=== Record excerpts ===

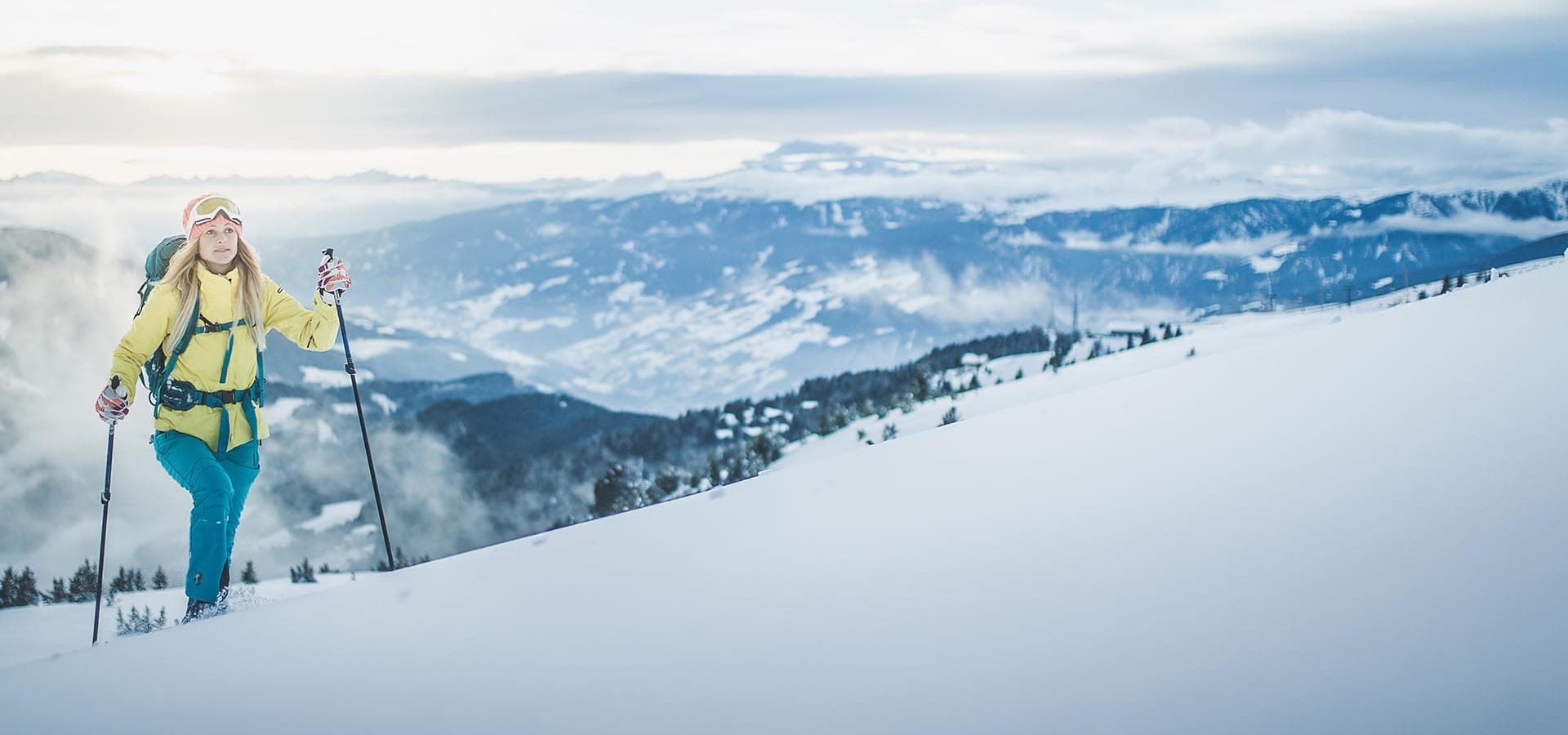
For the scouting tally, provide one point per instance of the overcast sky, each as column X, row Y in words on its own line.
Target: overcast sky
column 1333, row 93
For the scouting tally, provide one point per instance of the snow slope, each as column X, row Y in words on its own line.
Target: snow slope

===
=== Record excerpts ===

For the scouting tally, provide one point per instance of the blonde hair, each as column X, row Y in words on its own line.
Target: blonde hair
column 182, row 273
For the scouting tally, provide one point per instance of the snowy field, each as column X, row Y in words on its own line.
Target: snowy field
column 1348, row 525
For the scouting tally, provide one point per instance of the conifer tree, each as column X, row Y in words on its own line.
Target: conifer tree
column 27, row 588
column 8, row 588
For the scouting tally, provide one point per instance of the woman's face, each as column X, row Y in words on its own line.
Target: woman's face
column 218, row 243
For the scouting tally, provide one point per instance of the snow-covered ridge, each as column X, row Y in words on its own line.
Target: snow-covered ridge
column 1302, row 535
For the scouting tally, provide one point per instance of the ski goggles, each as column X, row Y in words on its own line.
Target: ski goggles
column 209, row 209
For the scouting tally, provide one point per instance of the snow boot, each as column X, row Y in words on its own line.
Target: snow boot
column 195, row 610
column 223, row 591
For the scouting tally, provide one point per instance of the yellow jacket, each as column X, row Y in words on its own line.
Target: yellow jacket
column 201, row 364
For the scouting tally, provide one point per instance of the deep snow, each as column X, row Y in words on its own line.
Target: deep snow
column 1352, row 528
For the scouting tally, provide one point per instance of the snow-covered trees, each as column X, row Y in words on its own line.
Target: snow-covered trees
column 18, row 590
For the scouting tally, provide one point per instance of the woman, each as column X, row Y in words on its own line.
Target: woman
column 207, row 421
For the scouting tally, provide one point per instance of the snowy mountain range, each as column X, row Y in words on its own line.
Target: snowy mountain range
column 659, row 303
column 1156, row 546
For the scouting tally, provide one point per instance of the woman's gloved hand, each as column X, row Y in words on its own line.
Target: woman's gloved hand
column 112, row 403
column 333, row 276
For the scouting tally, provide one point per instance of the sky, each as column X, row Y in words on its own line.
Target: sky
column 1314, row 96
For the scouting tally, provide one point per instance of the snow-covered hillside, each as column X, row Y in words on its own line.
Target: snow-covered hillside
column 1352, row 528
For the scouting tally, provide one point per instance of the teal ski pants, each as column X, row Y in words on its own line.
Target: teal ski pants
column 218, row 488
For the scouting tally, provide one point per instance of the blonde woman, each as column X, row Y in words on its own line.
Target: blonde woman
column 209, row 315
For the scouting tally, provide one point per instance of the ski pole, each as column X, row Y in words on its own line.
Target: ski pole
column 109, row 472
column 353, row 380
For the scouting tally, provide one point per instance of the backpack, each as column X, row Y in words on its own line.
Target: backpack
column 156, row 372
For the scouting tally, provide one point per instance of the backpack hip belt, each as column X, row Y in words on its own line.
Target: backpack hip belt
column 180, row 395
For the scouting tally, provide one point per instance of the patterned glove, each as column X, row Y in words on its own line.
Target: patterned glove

===

**Assignment:** Using the material above, return every line that holds the string "slope".

**Response below:**
For the scouting tally, provide one point per instance of the snow slope, each as column X, row Y in words on its own line.
Target: snow slope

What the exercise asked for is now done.